## [Given task]
Reproduce the entries below, swapping every occurrence of "Pick out" for "Mark" and leaving all other text unchanged. Omit the pictures from your answer.

Source records

*-*-*

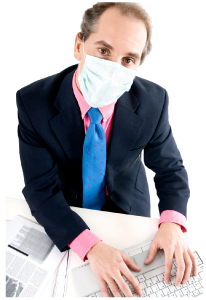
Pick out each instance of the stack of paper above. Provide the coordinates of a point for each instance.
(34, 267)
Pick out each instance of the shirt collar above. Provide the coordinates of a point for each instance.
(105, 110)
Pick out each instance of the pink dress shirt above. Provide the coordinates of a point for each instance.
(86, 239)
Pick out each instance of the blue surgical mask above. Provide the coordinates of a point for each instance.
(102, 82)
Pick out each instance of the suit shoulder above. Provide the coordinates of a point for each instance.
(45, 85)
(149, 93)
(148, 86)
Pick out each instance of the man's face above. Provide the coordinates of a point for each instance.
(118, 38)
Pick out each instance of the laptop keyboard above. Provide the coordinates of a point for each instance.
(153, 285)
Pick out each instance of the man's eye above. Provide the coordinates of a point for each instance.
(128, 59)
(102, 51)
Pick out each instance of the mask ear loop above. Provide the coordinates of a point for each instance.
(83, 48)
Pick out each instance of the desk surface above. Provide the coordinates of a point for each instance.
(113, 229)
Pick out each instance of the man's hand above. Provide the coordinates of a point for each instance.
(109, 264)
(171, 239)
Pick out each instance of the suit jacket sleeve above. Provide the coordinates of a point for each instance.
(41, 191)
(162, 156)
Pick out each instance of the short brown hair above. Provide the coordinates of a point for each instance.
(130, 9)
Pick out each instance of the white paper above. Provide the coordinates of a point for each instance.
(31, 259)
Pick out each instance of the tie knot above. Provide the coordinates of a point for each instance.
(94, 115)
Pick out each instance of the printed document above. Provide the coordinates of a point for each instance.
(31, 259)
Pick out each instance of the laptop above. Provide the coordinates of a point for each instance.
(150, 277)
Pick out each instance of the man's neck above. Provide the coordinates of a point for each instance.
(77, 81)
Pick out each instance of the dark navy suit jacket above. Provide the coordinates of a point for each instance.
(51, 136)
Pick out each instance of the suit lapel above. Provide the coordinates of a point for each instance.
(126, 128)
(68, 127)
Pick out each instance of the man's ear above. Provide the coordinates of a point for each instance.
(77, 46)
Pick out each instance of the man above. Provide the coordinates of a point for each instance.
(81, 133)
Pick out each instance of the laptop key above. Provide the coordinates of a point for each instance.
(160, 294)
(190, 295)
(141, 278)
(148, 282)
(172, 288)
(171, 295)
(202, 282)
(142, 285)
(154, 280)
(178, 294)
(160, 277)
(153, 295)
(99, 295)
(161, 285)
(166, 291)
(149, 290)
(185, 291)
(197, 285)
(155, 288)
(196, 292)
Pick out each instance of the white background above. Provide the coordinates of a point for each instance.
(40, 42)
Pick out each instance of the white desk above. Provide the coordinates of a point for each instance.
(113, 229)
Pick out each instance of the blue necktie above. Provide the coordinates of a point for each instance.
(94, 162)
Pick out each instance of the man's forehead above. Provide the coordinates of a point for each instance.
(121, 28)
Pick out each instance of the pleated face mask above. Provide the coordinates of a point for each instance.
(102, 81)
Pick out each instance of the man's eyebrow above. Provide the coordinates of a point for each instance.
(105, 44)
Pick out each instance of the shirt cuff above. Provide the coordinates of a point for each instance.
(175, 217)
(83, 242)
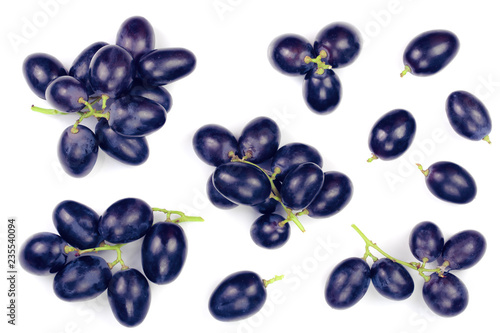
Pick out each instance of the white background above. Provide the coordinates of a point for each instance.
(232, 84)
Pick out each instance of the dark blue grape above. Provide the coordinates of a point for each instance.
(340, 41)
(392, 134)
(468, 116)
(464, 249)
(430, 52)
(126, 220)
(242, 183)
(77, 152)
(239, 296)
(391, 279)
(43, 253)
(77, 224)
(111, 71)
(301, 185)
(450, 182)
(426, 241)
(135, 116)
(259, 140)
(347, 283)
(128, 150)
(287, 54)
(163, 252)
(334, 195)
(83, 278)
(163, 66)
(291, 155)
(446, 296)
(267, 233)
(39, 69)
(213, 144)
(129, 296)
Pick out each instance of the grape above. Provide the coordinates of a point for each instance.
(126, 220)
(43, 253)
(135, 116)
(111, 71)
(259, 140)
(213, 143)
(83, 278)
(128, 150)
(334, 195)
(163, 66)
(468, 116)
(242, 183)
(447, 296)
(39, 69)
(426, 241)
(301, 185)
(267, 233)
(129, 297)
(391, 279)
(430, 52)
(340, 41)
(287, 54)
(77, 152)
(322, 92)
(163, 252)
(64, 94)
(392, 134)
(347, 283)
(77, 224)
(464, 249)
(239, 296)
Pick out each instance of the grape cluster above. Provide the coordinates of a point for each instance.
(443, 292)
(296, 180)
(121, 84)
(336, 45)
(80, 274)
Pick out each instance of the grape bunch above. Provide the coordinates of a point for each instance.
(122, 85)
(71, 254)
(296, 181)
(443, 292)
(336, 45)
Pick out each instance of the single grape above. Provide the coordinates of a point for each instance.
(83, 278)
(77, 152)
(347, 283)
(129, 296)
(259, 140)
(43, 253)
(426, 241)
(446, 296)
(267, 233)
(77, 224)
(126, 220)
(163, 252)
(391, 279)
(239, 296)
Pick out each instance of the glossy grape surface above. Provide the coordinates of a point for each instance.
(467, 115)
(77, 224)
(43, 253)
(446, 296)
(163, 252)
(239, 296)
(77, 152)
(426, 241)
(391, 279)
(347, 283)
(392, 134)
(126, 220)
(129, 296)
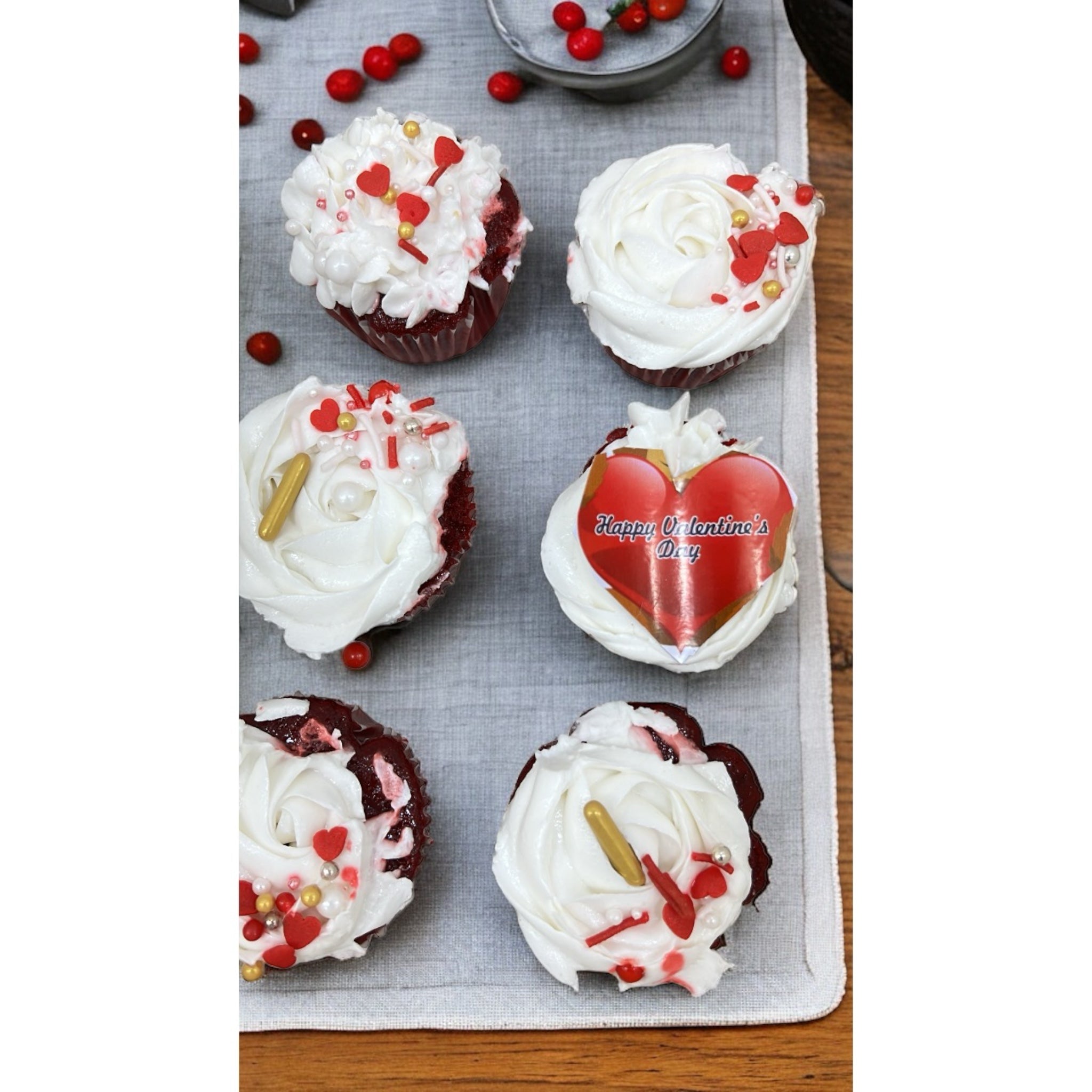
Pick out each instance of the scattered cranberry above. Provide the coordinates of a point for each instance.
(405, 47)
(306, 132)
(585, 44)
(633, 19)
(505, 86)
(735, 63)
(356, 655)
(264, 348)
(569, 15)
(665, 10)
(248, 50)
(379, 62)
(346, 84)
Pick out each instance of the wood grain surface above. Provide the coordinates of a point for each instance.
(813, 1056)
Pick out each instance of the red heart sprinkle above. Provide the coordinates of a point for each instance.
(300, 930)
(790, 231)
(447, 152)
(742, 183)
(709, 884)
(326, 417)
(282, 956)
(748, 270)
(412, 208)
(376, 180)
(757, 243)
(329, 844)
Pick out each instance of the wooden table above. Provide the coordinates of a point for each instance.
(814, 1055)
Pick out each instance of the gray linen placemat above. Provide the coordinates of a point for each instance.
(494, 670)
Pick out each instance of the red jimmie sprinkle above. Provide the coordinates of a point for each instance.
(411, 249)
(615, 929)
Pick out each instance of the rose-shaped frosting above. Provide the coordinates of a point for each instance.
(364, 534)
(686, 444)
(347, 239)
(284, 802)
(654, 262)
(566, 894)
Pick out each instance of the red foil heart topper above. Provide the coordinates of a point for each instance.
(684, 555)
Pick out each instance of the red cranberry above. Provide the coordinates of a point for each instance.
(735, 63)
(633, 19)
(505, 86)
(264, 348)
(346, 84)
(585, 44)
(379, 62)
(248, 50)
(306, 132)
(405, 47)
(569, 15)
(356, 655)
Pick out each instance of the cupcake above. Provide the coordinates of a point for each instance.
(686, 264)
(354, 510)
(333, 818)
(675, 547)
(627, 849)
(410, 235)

*-*-*

## [Exercise solution]
Mark each instance of the stack of paper above. Provide the coordinates of a point for each instance.
(34, 267)
Mark each instance of the shirt collar above. Provide the coordinates of a point for each instance.
(105, 110)
Mark each instance of the pink dress shirt above. Provide the coordinates of a point for each instance.
(86, 239)
Mark each instance of the blue surgical mask above. Provide the coordinates of a point for each instance.
(102, 82)
Mark each instance of the suit shoulder above. Provide the coordinates of a point for each instance.
(45, 85)
(149, 93)
(148, 86)
Mark each instance of the man's face above. Provide the coordinates of a point for each instance.
(118, 38)
Mark each instance of the laptop keyboard above. Provide the coordinates of a point for each instance.
(153, 285)
Mark each instance of the man's eye above. Provide the coordinates of a point for each instance.
(128, 59)
(102, 51)
Mark each instance of the mask ear loop above. Provide the coordinates of a point for each instance.
(83, 48)
Mark each instance of the desk surface above. Provide the coordinates of a point for each instance.
(113, 229)
Mark each instance of the man's hand above. Provide the coordinates of a point for each instance.
(109, 264)
(171, 239)
Mark each instance of the suit jacket sleeve above. Provide the coordinates of a point for each instance.
(41, 191)
(162, 156)
Mark each instance of the short brown hair above. Provide the coordinates of a point for each instance.
(130, 9)
Mark each instance of the white paper above. Provide the coordinates of a point for each instance.
(31, 259)
Mark each instance of the tie knot above. Provide the coordinates of a point for each instance.
(94, 115)
Mark each instance of the printed document above. Provide the coordinates of a point for each instance.
(31, 259)
Mark each instance of the laptop above. Provide the coordinates of a point for each instance.
(150, 277)
Mark each instance of the man's neck above. Provide the coordinates of a point for each instance.
(77, 81)
Mark each instance of the dark navy suit jacket above. Provide the coordinates of a point for each instance.
(51, 136)
Mark each instance of the suit lapel above. Provide the coordinates of a point for each instance.
(126, 128)
(68, 127)
Mark each instance of the man's ear above. Provide the coordinates of a point for each instance.
(77, 46)
Mark each instance of the man above. Provide the coordinates of a point for each instance.
(81, 133)
Mark each instance of the laptop key above. Provide the coordinates of a point for each instance.
(160, 294)
(190, 295)
(141, 278)
(148, 282)
(172, 288)
(171, 295)
(202, 282)
(142, 285)
(154, 280)
(178, 294)
(160, 277)
(153, 295)
(99, 295)
(161, 285)
(166, 291)
(149, 290)
(185, 291)
(197, 285)
(155, 288)
(196, 292)
Mark each instance of the white background above. Provide the coordinates of a point for each instance.
(40, 42)
Mark each instance of the white desk above. Provide the coordinates of a point for each instance.
(113, 229)
Mark each instance of the blue necktie above. Provide the coordinates of a point for each instance.
(94, 162)
Mark each instance of the man's forehead above. Provide the coordinates of a point for each instance.
(121, 28)
Mark each instance of the pleated face mask above. Provide the coordinates of a point for each instance.
(102, 81)
Mark each instance of the man's eyebrow above. Provide the coordinates of a point for each instance.
(105, 44)
Mark each instance of the shirt cuff above. Provide the coordinates of a point for each instance.
(175, 217)
(83, 242)
Mark each instance of the white background above. Provide the coordinates of a point for each instance.
(232, 84)
Mark each instance of the dark blue grape above. Provide the coordinates of a point for each instance.
(340, 41)
(392, 134)
(468, 116)
(464, 249)
(430, 52)
(126, 220)
(242, 183)
(77, 152)
(239, 296)
(391, 279)
(43, 253)
(77, 224)
(111, 71)
(301, 185)
(450, 182)
(426, 241)
(135, 116)
(259, 140)
(347, 283)
(128, 150)
(287, 54)
(163, 252)
(334, 195)
(83, 278)
(163, 66)
(291, 155)
(446, 296)
(267, 233)
(39, 69)
(213, 144)
(129, 296)
Mark each instance of the grape above. Provide the coordinates of a point for each instance.
(126, 220)
(43, 253)
(135, 116)
(111, 71)
(259, 140)
(213, 143)
(83, 278)
(128, 150)
(334, 195)
(163, 66)
(468, 116)
(242, 183)
(447, 296)
(39, 69)
(426, 241)
(301, 185)
(267, 233)
(129, 297)
(391, 279)
(430, 52)
(340, 41)
(287, 54)
(77, 152)
(322, 92)
(163, 252)
(64, 94)
(392, 134)
(347, 283)
(77, 224)
(464, 249)
(239, 296)
Mark each instance of the grape cluster above. Provide the coordinates of a point for each instance.
(443, 292)
(296, 180)
(121, 84)
(336, 45)
(80, 274)
Mark each instance of the grape bunch above. Provide the coordinates of a point for each instance.
(122, 85)
(71, 254)
(296, 181)
(443, 292)
(336, 45)
Mark each instance of the single grape above. Provide the coordinates of a point for each instance.
(83, 278)
(77, 152)
(347, 283)
(129, 296)
(259, 140)
(43, 253)
(426, 241)
(446, 296)
(267, 233)
(77, 224)
(126, 220)
(163, 252)
(391, 279)
(239, 296)
Mark each instance of the glossy grape surface above. Provide the coordinates of a point for each instance.
(467, 115)
(77, 224)
(43, 253)
(446, 296)
(163, 252)
(239, 296)
(77, 152)
(426, 241)
(391, 279)
(347, 283)
(392, 134)
(126, 220)
(129, 296)
Mark each instance of the scattered cranberry above. Provide the coordinates of a point for each instance.
(405, 47)
(306, 132)
(585, 44)
(633, 19)
(505, 86)
(735, 63)
(356, 655)
(264, 348)
(569, 15)
(665, 10)
(248, 50)
(379, 62)
(346, 84)
Mark each instance of the wood grain surface above. Provide the coordinates of a point for each instance.
(813, 1056)
Mark each instance of the red heart sprinkle above. Provide the coordinates of a point for each instance.
(300, 930)
(790, 231)
(447, 152)
(742, 183)
(709, 884)
(326, 417)
(282, 956)
(748, 270)
(412, 208)
(376, 180)
(757, 243)
(329, 844)
Mark each instance of the wooden table above. Provide the coordinates of a point for each instance.
(814, 1055)
Mark each instance of the gray linen placemat above. Provide the coordinates of a point for each instance.
(494, 670)
Mark each instance of the red jimmie sprinkle above. Provide the coordinates of a point for each instance.
(411, 249)
(615, 929)
Mark each instance of the rose-shaped frosting above. Provide the coordinates of a point for each instance.
(364, 534)
(686, 444)
(347, 239)
(284, 802)
(654, 262)
(566, 894)
Mark each instance of the red foil heart topper above. Provide the coordinates of a point for each instance.
(684, 555)
Mark each instance of the red cranberry above. Provide the coordinates of a point for each instance.
(735, 63)
(633, 19)
(505, 86)
(264, 348)
(346, 84)
(585, 44)
(379, 62)
(248, 50)
(306, 132)
(405, 47)
(569, 15)
(356, 655)
Mark each instance of the cupcake above. Provide the coordinates of a point for each instance.
(686, 264)
(354, 510)
(333, 818)
(675, 547)
(627, 849)
(410, 235)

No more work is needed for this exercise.